__Region pointing data__
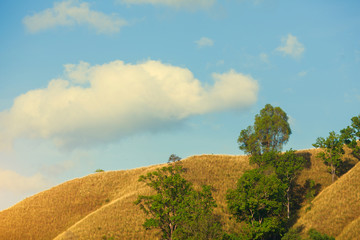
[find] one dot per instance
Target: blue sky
(121, 84)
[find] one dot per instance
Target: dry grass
(336, 208)
(102, 203)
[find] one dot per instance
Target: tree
(287, 167)
(174, 158)
(270, 132)
(315, 235)
(333, 150)
(176, 206)
(351, 136)
(258, 200)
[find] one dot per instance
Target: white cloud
(70, 13)
(302, 73)
(291, 46)
(188, 4)
(16, 183)
(204, 42)
(264, 57)
(102, 103)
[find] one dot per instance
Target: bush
(315, 235)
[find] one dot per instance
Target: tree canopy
(258, 200)
(176, 208)
(270, 132)
(351, 136)
(333, 150)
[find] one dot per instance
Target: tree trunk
(288, 201)
(332, 173)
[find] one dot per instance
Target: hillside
(336, 210)
(102, 203)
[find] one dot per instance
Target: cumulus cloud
(291, 46)
(70, 13)
(302, 73)
(264, 57)
(16, 183)
(102, 103)
(188, 4)
(204, 42)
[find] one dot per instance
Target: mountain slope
(336, 210)
(101, 204)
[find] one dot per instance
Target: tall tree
(287, 167)
(174, 158)
(270, 132)
(351, 135)
(176, 205)
(258, 200)
(333, 151)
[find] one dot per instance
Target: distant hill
(336, 210)
(101, 204)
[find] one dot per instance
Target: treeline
(264, 197)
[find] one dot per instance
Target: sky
(121, 84)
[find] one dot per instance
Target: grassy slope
(102, 203)
(336, 209)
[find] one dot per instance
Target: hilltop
(101, 204)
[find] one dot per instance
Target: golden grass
(102, 203)
(336, 207)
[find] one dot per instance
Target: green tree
(270, 132)
(258, 200)
(176, 208)
(287, 167)
(333, 151)
(351, 135)
(315, 235)
(174, 158)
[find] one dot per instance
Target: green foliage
(292, 234)
(315, 235)
(258, 200)
(333, 147)
(287, 167)
(174, 158)
(351, 135)
(176, 208)
(270, 131)
(310, 192)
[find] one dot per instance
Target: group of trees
(179, 211)
(263, 196)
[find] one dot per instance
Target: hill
(336, 210)
(101, 204)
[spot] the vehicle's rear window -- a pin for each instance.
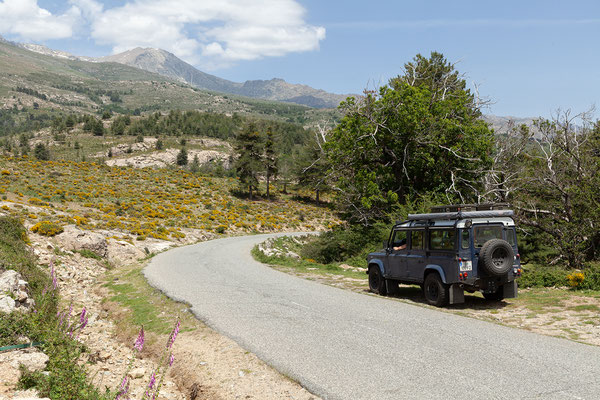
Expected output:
(441, 239)
(418, 240)
(485, 233)
(511, 237)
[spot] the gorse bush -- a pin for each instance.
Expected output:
(47, 228)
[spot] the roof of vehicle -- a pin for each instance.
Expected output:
(505, 221)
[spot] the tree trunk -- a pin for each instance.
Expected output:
(268, 180)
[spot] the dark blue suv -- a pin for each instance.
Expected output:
(452, 249)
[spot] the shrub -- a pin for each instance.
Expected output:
(575, 279)
(543, 276)
(342, 243)
(47, 228)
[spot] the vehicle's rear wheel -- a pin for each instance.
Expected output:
(376, 281)
(497, 295)
(436, 293)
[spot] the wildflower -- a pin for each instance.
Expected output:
(82, 316)
(124, 389)
(139, 343)
(173, 335)
(152, 380)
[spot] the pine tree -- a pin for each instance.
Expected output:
(270, 160)
(247, 165)
(182, 157)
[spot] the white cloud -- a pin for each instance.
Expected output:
(25, 19)
(209, 32)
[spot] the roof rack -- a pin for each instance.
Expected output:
(470, 207)
(455, 215)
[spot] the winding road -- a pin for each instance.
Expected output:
(345, 345)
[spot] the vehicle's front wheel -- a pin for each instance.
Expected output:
(435, 291)
(376, 281)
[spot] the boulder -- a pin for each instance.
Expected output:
(76, 239)
(7, 304)
(120, 253)
(9, 281)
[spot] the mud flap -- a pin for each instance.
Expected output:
(510, 289)
(457, 294)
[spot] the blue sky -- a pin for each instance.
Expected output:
(528, 57)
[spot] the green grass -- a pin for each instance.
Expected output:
(142, 301)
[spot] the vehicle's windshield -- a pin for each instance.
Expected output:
(484, 233)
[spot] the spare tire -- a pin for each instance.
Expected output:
(496, 257)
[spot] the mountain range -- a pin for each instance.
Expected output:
(167, 64)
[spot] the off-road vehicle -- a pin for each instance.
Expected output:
(452, 249)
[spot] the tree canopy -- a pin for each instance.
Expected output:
(419, 134)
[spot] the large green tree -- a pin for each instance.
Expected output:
(419, 134)
(248, 162)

__EXERCISE REQUIREMENTS__
Keep the pictures out and print all the records exactly as they are.

__RESULT OF THE TASK__
[find] one dot per instance
Target: blue sky
(121, 84)
[find] one dot per instance
Target: dry grass
(336, 208)
(102, 203)
[find] one dot per instance
Target: tree
(287, 167)
(174, 158)
(270, 132)
(315, 235)
(333, 150)
(176, 206)
(351, 136)
(258, 200)
[find] one dot per instance
Target: white cloud
(70, 13)
(302, 73)
(291, 46)
(188, 4)
(16, 183)
(204, 42)
(264, 57)
(102, 103)
[find] one dot per instance
Target: bush
(315, 235)
[find] one dot per instance
Target: tree canopy
(258, 200)
(176, 208)
(270, 132)
(351, 136)
(333, 150)
[find] one dot per instance
Target: tree trunk
(288, 201)
(332, 173)
[find] one dot per instance
Target: hillside
(336, 210)
(102, 203)
[find] one dot per instance
Target: cumulus cloud
(291, 46)
(70, 13)
(302, 73)
(264, 57)
(16, 183)
(102, 103)
(188, 4)
(204, 42)
[find] one dot per instance
Target: mountain slope
(336, 210)
(101, 204)
[find] one dot per instance
Target: tall tree
(287, 167)
(174, 158)
(270, 132)
(351, 135)
(176, 205)
(258, 200)
(333, 151)
[find] one dot per instance
Target: distant hill
(336, 210)
(101, 204)
[find] one dot per instance
Target: treeline
(264, 197)
[find] one dot per instance
Target: sky
(121, 84)
[find] one dot per instance
Target: grassy slope
(102, 203)
(336, 209)
[find] one dot per instance
Target: hilltop
(101, 204)
[find] one dot per instance
Target: golden grass
(102, 203)
(336, 207)
[find] one dot per instance
Target: green tree
(270, 132)
(258, 200)
(176, 208)
(287, 167)
(333, 151)
(351, 135)
(315, 235)
(174, 158)
[find] one dot per instance
Target: green foliage
(292, 234)
(315, 235)
(258, 200)
(333, 147)
(287, 167)
(174, 158)
(351, 135)
(176, 208)
(270, 131)
(310, 192)
[find] one dot per instance
Target: group of trees
(179, 211)
(263, 196)
[find] one dot per instance
Target: hill
(336, 210)
(101, 204)
[spot] the vehicle's rear window -- a pin for each instance.
Expected output:
(441, 239)
(418, 240)
(485, 233)
(511, 237)
[spot] the gorse bush -- a pin for each instance.
Expected output:
(47, 228)
[spot] the roof of vehicle -- a pin for each instance.
Expected output:
(505, 221)
[spot] the tree trunk -- a pin for each instance.
Expected output:
(268, 180)
[spot] the dark blue suv -- a pin for each instance.
Expected output:
(452, 249)
[spot] the shrub -- a pin for each instance.
Expected output:
(575, 279)
(543, 276)
(342, 243)
(47, 228)
[spot] the vehicle's rear wheel -- a pin for each instance.
Expected output:
(376, 281)
(497, 295)
(436, 293)
[spot] the wildflower -- a pin for each instance.
Expected output:
(82, 316)
(124, 389)
(139, 343)
(173, 335)
(152, 380)
[spot] the pine tree -- a pin for each instance.
Expected output:
(270, 160)
(247, 165)
(182, 157)
[spot] the white cloud -- a pin for each instance.
Expected output:
(25, 19)
(209, 32)
[spot] the roof rack -- a pin for each instance.
Expected output:
(470, 207)
(455, 215)
[spot] the winding road -- a pin for each instance.
Expected output:
(345, 345)
[spot] the vehicle's front wheel -- a pin for each instance.
Expected output:
(435, 291)
(376, 281)
[spot] the boulder -- a pin for each instance.
Expected output:
(76, 239)
(7, 304)
(120, 253)
(9, 281)
[spot] the mud flap -- a pin for each instance.
Expected output:
(510, 289)
(457, 294)
[spot] the blue sky -- a pin for each instance.
Expected output:
(528, 57)
[spot] the green grass -- a pin for each instance.
Expected output:
(142, 301)
[spot] the vehicle's windshield -- a pin for each instance.
Expected output:
(484, 233)
[spot] the spare tire -- a pin for each instance.
Expected output:
(496, 257)
[spot] the mountain range -- a pin for each instance.
Expected output:
(167, 64)
[spot] the off-road vehicle -- a pin for each instance.
Expected output:
(452, 249)
[spot] the tree canopy -- a pin for each instance.
Expected output:
(419, 134)
[spot] the large green tree -- a pin for each instance.
Expected output:
(419, 134)
(248, 162)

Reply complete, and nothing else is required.